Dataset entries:
-*-*-
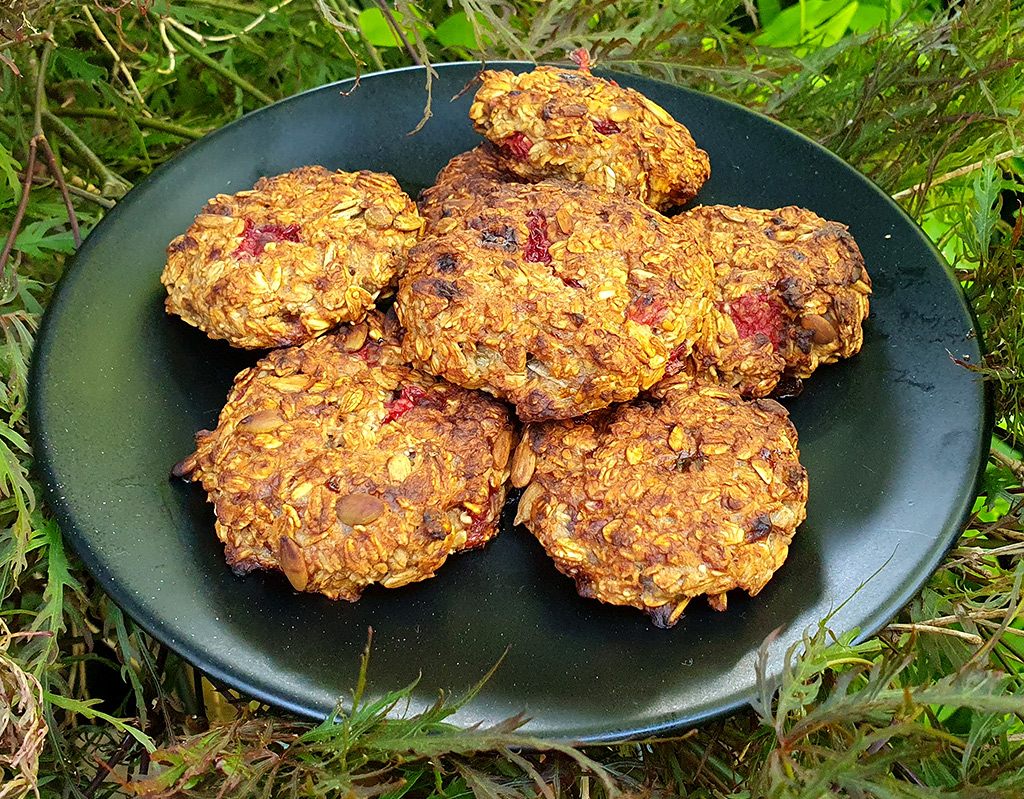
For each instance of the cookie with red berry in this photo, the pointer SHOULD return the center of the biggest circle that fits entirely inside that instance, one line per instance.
(464, 179)
(652, 503)
(792, 293)
(291, 258)
(569, 124)
(339, 465)
(556, 297)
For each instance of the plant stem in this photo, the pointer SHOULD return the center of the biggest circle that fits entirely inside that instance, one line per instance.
(955, 173)
(19, 214)
(114, 184)
(398, 32)
(144, 122)
(57, 173)
(218, 68)
(74, 190)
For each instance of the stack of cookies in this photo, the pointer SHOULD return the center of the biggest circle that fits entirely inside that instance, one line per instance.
(551, 328)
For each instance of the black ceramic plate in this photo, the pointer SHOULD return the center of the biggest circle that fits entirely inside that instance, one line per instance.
(892, 440)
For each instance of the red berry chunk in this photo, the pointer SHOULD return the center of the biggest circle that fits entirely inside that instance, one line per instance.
(409, 397)
(536, 250)
(757, 312)
(605, 126)
(647, 310)
(478, 527)
(255, 239)
(518, 145)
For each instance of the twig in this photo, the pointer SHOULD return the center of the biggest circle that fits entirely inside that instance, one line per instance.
(114, 184)
(970, 637)
(1015, 466)
(144, 122)
(218, 68)
(170, 47)
(227, 37)
(58, 177)
(19, 214)
(117, 56)
(127, 744)
(10, 65)
(398, 32)
(954, 173)
(82, 193)
(30, 168)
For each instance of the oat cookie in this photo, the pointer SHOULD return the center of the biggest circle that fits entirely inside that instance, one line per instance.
(293, 257)
(341, 466)
(569, 124)
(652, 503)
(461, 184)
(792, 293)
(556, 297)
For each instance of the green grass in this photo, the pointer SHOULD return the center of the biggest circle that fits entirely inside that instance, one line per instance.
(924, 99)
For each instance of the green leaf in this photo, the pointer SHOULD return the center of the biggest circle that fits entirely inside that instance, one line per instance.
(768, 10)
(70, 62)
(9, 167)
(836, 28)
(85, 708)
(378, 32)
(34, 239)
(457, 31)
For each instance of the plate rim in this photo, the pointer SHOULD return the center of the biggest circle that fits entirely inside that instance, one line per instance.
(138, 610)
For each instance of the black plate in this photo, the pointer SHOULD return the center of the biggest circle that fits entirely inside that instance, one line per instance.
(892, 439)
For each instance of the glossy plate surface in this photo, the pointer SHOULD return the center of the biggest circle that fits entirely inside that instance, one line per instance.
(892, 440)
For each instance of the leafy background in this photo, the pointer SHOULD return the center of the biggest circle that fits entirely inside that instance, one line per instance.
(924, 96)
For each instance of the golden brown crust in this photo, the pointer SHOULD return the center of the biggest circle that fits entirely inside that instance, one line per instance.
(650, 504)
(293, 257)
(792, 293)
(462, 182)
(552, 296)
(341, 466)
(562, 123)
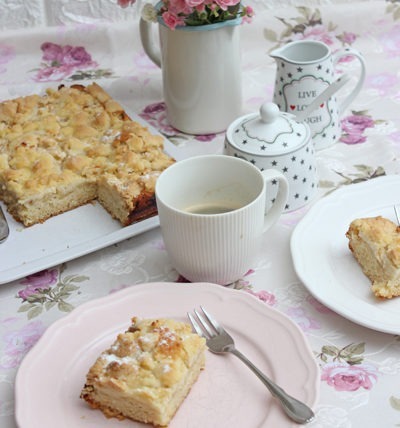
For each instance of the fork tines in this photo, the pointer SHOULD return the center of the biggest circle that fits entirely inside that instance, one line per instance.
(397, 214)
(204, 324)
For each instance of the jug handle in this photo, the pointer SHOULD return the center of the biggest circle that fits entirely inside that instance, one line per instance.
-*-*-
* Assignment: Begin with the line that contains "For each instance of the fork" and quote each line after it exactly, stopping after the last line of the data.

* Task output:
For each instance of the fork tines in this photo, the pointer SHOULD return the center of the biggest circle that fits entirely inside that instance, one line per instance.
(397, 214)
(204, 324)
For each instance of the jug handle in this photo, the pointer SHOULD return the center of the biggest circle that fits entirely inside that instance, one line per instance.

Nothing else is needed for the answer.